**TASK OBJECTIVE**
The whole listing is to be retyped exactly as it appears.

::::

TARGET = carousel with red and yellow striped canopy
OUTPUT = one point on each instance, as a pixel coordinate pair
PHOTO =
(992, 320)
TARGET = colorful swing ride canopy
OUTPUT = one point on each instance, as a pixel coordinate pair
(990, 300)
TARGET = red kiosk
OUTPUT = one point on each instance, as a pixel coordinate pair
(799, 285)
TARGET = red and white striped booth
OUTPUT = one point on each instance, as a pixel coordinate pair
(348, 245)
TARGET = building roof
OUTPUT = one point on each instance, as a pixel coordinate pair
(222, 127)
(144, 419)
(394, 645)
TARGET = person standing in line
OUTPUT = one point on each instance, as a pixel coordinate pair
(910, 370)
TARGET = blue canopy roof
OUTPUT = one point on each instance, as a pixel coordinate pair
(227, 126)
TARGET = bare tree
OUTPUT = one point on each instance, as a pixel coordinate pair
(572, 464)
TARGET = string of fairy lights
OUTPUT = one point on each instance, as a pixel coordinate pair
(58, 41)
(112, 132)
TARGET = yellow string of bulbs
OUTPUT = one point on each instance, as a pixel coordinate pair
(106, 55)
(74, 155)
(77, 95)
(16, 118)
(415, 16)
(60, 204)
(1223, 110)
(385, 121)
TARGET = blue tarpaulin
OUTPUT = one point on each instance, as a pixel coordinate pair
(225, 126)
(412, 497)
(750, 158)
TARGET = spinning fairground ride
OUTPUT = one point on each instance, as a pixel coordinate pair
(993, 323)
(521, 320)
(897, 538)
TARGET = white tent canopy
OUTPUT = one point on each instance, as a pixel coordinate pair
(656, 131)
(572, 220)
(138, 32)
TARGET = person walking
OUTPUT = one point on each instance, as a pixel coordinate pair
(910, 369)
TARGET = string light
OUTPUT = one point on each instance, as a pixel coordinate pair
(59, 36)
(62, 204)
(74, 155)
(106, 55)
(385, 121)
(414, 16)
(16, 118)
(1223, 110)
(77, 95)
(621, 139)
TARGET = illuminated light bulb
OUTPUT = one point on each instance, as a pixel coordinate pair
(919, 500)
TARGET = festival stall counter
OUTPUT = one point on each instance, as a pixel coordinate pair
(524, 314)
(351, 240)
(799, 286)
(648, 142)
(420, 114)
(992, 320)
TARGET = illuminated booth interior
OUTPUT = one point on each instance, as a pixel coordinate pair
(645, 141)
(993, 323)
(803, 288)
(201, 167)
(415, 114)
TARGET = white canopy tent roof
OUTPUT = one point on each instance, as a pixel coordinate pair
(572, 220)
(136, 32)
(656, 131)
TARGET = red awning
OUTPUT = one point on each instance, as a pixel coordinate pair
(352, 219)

::::

**ANSWER BELOW**
TARGET = carousel with red and yellow striped canopy
OUTPUT = one point on each instance, as a pixel coordinate pair
PHOTO =
(992, 320)
TARGET = colorful swing ride canopy
OUTPUT = one point on each instance, as a pixel coordinate pair
(990, 300)
TARGET = red kiosk
OUTPUT = one point on each instance, as a pixel coordinate pair
(799, 285)
TARGET = red and white striped booth
OUTPUT = one point on each instance, as a pixel coordinate pair
(348, 245)
TARGET = building roof
OUTPUT = one point on each instance, as a pixel coordinate pair
(222, 127)
(144, 419)
(394, 645)
TARGET = person standing in line
OUTPUT = one point on each instance, as a pixel coordinate pair
(910, 370)
TARGET = blue canopy roof
OUTPUT = one point on each instance, as a pixel coordinate pair
(227, 126)
TARGET = bare tree
OUTPUT = one point on each instance, as a pixel coordinate pair
(572, 464)
TARGET = string of fairy lights
OUTPUT = one point on each instance, as a pixel coordinate pair
(58, 41)
(112, 132)
TARGET = yellow string of bulbs
OUTPUT = one point on each instance, as a pixel coordinate pair
(106, 55)
(74, 155)
(77, 95)
(16, 118)
(415, 16)
(60, 204)
(1223, 110)
(385, 121)
TARGET = blue tarpaulin
OUTPUT = one point on each instance, as a pixel coordinate pair
(225, 126)
(412, 497)
(750, 158)
TARGET = spinning fairground ride
OUTPUT = one point on each instance, as a pixel coordinate pair
(993, 323)
(521, 320)
(897, 538)
TARGET = white tent canopy
OUTPUT = one point on each instance, as a pixel coordinate pair
(656, 131)
(572, 220)
(138, 32)
TARGET = person walking
OUTPUT = one point on each instance, as a pixel coordinate pair
(910, 369)
TARGET = string light
OUTPUT = one point on each instance, as a pixel coordinate pair
(59, 36)
(62, 204)
(74, 155)
(106, 55)
(385, 121)
(414, 16)
(16, 118)
(1223, 110)
(77, 95)
(621, 139)
TARGET = illuminated light bulb
OUTPUT = one point on each instance, as a pixel coordinate pair
(919, 500)
TARGET = festival stall counter
OUTPUT = one point on each instance, as a pixel coordinate pair
(524, 314)
(351, 240)
(799, 286)
(648, 142)
(420, 114)
(992, 320)
TARGET = illuminated booth interior
OUTPUT = one point on each instance, as a pixel coordinate pair
(645, 141)
(993, 323)
(803, 288)
(201, 167)
(415, 114)
TARGET = white canopy tent roof
OUTPUT = one point on each instance, as a pixel coordinate pair
(572, 220)
(136, 32)
(656, 131)
TARGET = red awning
OUTPUT = one point on each instance, as a pixel coordinate pair
(352, 219)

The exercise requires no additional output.